(Entries from a point annotation set)

[START]

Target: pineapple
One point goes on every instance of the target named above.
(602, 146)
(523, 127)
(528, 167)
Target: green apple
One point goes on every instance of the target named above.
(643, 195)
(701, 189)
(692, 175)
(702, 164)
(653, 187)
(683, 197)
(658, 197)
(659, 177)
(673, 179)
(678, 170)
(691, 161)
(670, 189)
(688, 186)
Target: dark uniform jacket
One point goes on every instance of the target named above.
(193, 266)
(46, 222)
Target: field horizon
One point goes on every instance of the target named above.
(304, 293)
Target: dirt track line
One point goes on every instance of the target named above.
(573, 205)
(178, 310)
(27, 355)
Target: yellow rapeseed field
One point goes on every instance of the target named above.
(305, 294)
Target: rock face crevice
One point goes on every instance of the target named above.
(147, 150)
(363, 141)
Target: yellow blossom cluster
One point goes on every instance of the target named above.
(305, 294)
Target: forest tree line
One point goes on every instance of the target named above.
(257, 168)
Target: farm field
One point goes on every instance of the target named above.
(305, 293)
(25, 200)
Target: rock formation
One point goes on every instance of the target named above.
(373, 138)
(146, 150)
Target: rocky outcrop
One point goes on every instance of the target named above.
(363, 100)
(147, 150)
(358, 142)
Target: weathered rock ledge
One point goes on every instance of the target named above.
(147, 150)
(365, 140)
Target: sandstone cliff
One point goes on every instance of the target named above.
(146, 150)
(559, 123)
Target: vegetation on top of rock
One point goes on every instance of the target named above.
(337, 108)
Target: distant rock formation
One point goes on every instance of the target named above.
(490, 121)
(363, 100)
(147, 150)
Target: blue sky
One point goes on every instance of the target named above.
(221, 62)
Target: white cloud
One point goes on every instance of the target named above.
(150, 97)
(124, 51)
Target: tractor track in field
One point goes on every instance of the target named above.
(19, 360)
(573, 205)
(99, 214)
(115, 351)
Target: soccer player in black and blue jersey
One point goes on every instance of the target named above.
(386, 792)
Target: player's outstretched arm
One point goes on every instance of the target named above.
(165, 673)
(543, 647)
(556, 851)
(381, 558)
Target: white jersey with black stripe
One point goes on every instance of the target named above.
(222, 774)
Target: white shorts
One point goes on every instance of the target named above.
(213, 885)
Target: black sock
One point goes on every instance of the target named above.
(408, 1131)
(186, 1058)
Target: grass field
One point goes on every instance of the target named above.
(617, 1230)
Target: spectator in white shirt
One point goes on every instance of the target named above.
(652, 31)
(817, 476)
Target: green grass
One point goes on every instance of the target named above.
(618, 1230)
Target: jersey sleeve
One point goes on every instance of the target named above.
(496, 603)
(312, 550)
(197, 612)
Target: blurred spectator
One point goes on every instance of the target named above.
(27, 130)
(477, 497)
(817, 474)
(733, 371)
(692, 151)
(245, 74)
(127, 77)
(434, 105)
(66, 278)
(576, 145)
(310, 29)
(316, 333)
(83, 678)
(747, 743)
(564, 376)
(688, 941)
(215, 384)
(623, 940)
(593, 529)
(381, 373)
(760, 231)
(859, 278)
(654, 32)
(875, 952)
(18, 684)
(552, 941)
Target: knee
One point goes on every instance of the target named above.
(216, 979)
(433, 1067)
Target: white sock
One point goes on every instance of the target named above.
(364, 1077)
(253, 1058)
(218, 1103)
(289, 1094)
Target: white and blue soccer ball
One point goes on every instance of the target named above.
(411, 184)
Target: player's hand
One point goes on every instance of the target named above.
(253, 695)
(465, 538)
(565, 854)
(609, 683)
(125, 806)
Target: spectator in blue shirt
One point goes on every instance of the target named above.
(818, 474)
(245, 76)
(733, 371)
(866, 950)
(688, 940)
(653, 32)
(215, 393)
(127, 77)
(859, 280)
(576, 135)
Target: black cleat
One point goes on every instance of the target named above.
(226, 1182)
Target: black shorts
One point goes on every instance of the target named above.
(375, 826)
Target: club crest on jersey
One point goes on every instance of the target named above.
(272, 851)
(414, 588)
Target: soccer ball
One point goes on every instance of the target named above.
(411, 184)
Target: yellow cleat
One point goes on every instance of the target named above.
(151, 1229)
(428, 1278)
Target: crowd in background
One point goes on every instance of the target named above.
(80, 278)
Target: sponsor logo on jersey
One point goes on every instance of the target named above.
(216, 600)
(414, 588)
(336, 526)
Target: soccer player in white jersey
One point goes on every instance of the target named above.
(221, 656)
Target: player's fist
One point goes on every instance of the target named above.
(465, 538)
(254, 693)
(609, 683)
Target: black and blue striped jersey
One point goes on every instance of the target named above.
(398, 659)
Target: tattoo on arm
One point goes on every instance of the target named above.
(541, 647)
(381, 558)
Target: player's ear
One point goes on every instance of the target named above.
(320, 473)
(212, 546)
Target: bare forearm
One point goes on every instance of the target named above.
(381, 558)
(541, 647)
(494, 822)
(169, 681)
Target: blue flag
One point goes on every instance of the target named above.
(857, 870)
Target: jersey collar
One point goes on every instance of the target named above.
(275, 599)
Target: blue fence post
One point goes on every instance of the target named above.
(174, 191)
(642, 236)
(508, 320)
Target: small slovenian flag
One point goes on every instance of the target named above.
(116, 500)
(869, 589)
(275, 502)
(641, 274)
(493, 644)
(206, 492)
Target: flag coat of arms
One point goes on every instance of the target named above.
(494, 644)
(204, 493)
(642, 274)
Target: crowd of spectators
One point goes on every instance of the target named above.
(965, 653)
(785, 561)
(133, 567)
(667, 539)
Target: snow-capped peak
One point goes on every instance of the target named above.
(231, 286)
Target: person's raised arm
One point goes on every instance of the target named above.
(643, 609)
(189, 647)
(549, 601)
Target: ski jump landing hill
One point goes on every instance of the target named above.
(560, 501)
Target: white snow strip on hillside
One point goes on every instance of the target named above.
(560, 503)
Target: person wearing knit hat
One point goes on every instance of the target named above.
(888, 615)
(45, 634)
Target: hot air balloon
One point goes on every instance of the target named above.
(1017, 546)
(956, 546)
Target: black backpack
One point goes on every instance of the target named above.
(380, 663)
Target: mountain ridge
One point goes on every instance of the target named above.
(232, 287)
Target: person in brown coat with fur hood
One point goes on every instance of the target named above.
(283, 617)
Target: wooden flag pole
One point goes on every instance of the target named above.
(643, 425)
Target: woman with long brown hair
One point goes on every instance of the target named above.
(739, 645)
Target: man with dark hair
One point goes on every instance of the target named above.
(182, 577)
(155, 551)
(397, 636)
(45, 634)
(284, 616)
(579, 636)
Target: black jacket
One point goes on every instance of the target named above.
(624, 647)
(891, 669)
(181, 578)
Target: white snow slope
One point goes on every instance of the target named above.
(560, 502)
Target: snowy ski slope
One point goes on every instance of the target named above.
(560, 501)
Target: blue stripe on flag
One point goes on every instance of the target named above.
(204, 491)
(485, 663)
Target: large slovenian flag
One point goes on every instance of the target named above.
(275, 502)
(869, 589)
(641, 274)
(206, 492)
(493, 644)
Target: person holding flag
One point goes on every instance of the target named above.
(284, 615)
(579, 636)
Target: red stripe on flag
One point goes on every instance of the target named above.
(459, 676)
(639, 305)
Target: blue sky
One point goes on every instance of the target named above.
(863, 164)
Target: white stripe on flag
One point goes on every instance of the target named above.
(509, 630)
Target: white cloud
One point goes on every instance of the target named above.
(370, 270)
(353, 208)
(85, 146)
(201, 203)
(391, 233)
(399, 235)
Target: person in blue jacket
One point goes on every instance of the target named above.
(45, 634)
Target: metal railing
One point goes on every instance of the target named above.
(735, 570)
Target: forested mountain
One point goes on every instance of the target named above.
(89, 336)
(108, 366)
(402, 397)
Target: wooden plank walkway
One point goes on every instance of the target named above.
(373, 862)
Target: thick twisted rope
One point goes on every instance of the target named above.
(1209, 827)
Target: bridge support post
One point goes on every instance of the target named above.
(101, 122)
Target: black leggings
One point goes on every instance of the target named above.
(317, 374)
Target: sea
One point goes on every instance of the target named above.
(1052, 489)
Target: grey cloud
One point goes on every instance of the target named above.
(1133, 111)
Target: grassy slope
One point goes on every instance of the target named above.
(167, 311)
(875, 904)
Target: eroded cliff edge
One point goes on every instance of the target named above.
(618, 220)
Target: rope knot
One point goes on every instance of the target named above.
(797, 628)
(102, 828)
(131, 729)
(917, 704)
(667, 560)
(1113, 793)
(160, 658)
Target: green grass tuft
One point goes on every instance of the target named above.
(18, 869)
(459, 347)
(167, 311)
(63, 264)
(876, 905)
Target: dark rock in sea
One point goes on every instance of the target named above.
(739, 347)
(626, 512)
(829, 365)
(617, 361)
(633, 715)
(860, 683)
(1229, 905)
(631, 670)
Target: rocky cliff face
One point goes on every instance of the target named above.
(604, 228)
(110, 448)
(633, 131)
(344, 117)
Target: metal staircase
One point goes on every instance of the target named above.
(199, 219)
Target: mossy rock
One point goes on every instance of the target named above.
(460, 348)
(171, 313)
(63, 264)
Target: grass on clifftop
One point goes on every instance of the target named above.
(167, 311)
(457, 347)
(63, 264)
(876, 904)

[END]

What you are asked to do: Could you arrange the rows from the line with "Target: spectator in white shirt" up to and including the line with "(226, 1182)" as a two-column CSV with the columns text and answer? Give one row each, with its text and its answer in one quoted field apiece and line breaks turned into spaces.

Task result:
text,answer
"Target: spectator in white shirt One point goes on every instance of the target named above.","(652, 31) (817, 476)"
"Target: green grass One point goes on every instance of the target named above.","(618, 1230)"
"Target: jersey sleeve One point goes on every instance of the target named above.","(496, 603) (312, 550) (197, 612)"
"Target: blurred spectator One point goes on every instance of the target named above.","(27, 130) (477, 497) (817, 474) (733, 371) (692, 151) (245, 74) (127, 77) (434, 105) (66, 278) (576, 145) (310, 29) (316, 333) (83, 678) (747, 743) (564, 376) (688, 941) (215, 384) (623, 940) (593, 529) (381, 373) (760, 231) (859, 278) (654, 32) (875, 952) (18, 684) (552, 941)"
"Target: knee One point goes on every instance of the target named above.","(216, 979) (433, 1067)"
"Target: white sock One point goes on every instance of the target named above.","(364, 1077) (253, 1058) (218, 1103) (289, 1094)"
"Target: white and blue soccer ball One point goes on every instance of the target named above.","(411, 184)"
"Target: player's hand One point goes on every instance of the target named above.","(253, 695) (465, 538) (565, 854) (609, 683) (125, 806)"
"Target: spectator in blue shirt One point goes on every instance of the target named above.","(818, 474) (245, 76) (733, 371) (866, 950) (688, 940) (653, 32) (215, 393) (127, 77) (859, 280) (576, 135)"
"Target: black cleat One point goes on every instance of the target named above.","(226, 1182)"